> [STATED TASK]: Reproduce the listing below verbatim, omitting the pictures.

> [PROVIDED RECORDS]:
<<<<

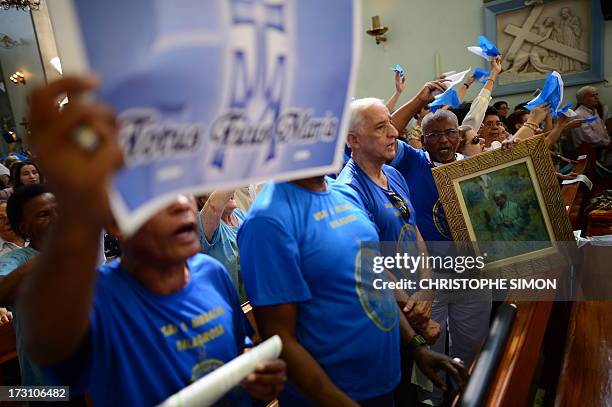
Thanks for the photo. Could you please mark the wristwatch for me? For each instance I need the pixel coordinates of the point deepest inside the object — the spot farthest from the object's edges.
(417, 341)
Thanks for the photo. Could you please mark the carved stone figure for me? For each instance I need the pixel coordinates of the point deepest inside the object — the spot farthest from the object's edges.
(534, 57)
(569, 33)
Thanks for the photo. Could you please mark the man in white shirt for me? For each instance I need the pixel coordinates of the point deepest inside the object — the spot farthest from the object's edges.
(596, 133)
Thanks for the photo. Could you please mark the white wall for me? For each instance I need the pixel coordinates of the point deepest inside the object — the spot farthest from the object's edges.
(419, 28)
(17, 24)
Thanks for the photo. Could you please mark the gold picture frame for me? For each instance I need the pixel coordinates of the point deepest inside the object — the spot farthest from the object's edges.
(527, 164)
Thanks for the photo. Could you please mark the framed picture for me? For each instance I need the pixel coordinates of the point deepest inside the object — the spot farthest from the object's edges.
(562, 35)
(508, 202)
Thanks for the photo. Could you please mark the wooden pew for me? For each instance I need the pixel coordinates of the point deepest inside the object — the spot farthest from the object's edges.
(574, 196)
(511, 384)
(586, 374)
(8, 349)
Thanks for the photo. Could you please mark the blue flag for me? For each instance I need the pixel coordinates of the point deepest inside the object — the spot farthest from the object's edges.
(481, 75)
(552, 93)
(485, 48)
(448, 98)
(398, 68)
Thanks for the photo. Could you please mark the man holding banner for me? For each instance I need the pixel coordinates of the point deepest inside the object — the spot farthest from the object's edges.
(145, 327)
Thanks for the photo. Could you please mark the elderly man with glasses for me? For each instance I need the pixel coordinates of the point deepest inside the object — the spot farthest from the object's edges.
(386, 199)
(492, 128)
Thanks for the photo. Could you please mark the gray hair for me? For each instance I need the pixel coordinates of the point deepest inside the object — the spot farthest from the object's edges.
(582, 92)
(440, 114)
(357, 108)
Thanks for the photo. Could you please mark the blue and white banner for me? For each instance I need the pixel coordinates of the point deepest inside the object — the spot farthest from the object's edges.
(215, 93)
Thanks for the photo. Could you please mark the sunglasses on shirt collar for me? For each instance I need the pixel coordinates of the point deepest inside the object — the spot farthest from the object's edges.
(399, 203)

>>>>

> [EXPECTED ANSWER]:
Thanks for the photo. Could you please mark the wristwatch for me? For each instance I need the pixel coordinates of the point deepest inside the object — the spot farthest from the object's edges.
(417, 341)
Thanks for the photo. Could you please mark the carved stone figure for me? For each instance I need the pixel coordinates of the point deepest inside the object — the spot farthest from the object's edges.
(534, 57)
(569, 33)
Thanks for the photo. Could you please mark the man in white shirt for me? For each instance I need the pixel coordinates of the point deepest inside the object — the spot farthest from the object's edges.
(596, 133)
Thanks for the photo. Could you please mark the white wall for me? For each instance I need the pixel coordinates of the point deepest inside the object — the spot farthest from the object's edges.
(419, 28)
(17, 24)
Thanks for the photo. Could you please mark the gold picture frame for me? For each instance I need the pixel coordinates of the point deepest inside the object — the spot farthest from the object's edges.
(527, 164)
Thanks for the photo. Could you please mark the framed picture for me? For each instance I need the pixel coordinates of the point deepest inside the object — the spot farthest from the object's edges.
(562, 35)
(508, 202)
Thanks for the photo. Could you please mark the wooden pew for me? For each instance I need the pixel coordinates of the point deepest inside the object — the spot farthest from the object's edges.
(574, 196)
(511, 384)
(586, 374)
(8, 349)
Thanks for the photo. Could you please mark the blue flag for me? For each instance I need the pixel coordinates of the point deepest inside the object — the spot farthest from the object's edges.
(481, 75)
(552, 93)
(485, 48)
(448, 98)
(398, 68)
Thanks for the photo. Could you please mark the man holding banner for me? For each instance I need the pixel coordinates of the point deepest inside the object — the spot farthest from the object's edges.
(145, 327)
Thanks for the photo. Could you please mark the elderly man with glasses for me? For each instance I need the pixel coordinates of the point deepest inside the object — the spot farthest from the object's edges.
(386, 199)
(492, 128)
Thanks for the photo. Could you please mark the gray hair for me? For each instance I need the pixel coordinates of the point deepest inside the object — the spot farthest from the object's edges.
(582, 92)
(440, 114)
(357, 108)
Thanks for the photo. Could you please mark the blue and white banner for me? For each instance I need the pixel coordinates of the point deepest inside the object — the spot farthest from the object's edges.
(215, 93)
Thanks for the photo. Could you please mark the sunglasses on shirt collar for me? For each instance I need the pixel coordinates of the point deepest inside the object — the spot farthest from the object's edges.
(399, 203)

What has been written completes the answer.